EXTRAIT ->

::::

Une Messe pour Dracula fut d'abord écrit sans que le personnage créé par Bram Stoker ne soit directement inclu dans le script. Christopher Lee se montrant de plus en plus réticent à reprendre le rôle, la Hammer pensait faire de Lord Courtley (Ralph Bates) le nouvel antagoniste vampirique, en le faisant revenir d'entre els morts pour se venger des trois hommes qui l'ont laissé pour mort en s'enfuyant. Mais la Warner refusait de distribuer un Dracula sans Christopher Lee, et l'acteur fut engagé presque contre sa volonté, enrageant d'incarner un personnage si majestueux dans un film intitulé Taste the Blood of Dracula ("Goutez le sang de Dracula", une accroche ridicule selon l'acteur). Il est manifeste que le film aurait fonctionné aussi bien sans Dracula/Lee, mais comme toujours la présence de l'acteur permet de très belles scènes.

::::

CONSIGNE -> Pourriez-vous écrire la suite de l'extrait sur la genèse d'Une Messe pour Dracula, en reprenant après sa dernière phrase ? Les enregistrements qui suivent proviennent d'une autre source.

ENREGISTREMENTS FOURNIS ->
::::

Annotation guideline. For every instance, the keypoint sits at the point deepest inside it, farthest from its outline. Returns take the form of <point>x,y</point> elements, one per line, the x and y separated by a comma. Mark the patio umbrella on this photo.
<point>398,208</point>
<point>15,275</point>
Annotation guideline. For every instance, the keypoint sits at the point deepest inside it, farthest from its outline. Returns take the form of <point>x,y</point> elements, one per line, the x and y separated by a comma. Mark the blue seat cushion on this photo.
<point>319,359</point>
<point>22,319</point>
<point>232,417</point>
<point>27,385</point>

::::

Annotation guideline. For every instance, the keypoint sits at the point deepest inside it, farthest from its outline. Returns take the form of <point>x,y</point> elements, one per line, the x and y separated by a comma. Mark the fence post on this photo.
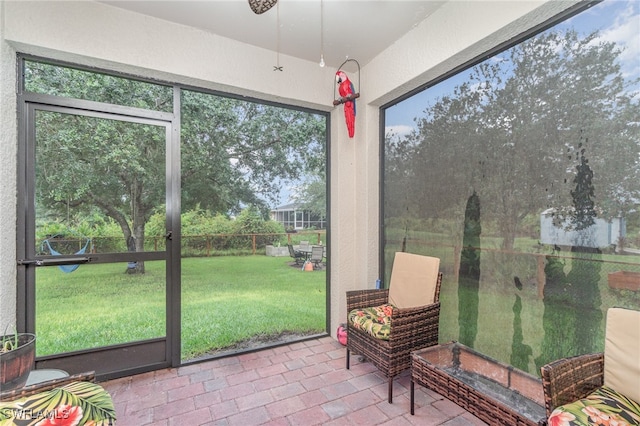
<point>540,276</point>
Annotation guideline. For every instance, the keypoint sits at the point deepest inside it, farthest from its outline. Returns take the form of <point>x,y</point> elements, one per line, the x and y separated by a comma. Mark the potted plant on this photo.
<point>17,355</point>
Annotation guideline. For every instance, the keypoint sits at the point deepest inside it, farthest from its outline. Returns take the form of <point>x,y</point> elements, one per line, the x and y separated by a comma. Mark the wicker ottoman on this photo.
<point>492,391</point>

::::

RÉSULTAT OBTENU ->
Si le script d'Anthony Hinds (sous l'éternel pseudonyme de John Elder) est très éloigné du roman de Stoker, nombreuses sont les correspondances à commencer par le fait qu'il s'agit là du premier Dracula de la Hammer qui se déroule dans l'Angleterre victorienne. La chapelle désaffectée dans laquelle Lord Courtley orchestre la messe noire, et qui servira de repère à Dracula renvoie directement à l'Abbaye de Carfax, et les personnages eux-mêmes sont calqués sur leurs homologues stokeriens. On retrouve ici deux couples, Alice Hargood (Linda Hayden) et Paul Paxton (Anthony Higgins, beau garçon crédité ici sous le nom d'Anthony Corlan) sont les nouveaux Mina et Jonathan, et Jeremy Secker (Martin Jarvis) et Lucy Paxton (Isla Blair), les nouveaux Arthur et Lucy (la correspondance des prénoms implique la correspondance des destinés). Les enfants de nos trois notables pervertis deviennent les cibles de Dracula.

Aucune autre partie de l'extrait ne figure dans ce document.